Entries supplied —
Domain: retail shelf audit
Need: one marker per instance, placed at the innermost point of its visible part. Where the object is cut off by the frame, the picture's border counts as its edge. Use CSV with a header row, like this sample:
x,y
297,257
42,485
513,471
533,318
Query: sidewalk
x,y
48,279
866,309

Task to carry out — All entries are to be copied exactly as they read.

Solution —
Domain: retail shelf audit
Need: one marker per instance, placed at the innermost point of its visible part. Where the object is cut off by the frame, the picture's border counts as its edge. Use CSV with a header row, like this sample:
x,y
297,257
42,485
513,471
533,318
Query: sidewalk
x,y
48,279
866,309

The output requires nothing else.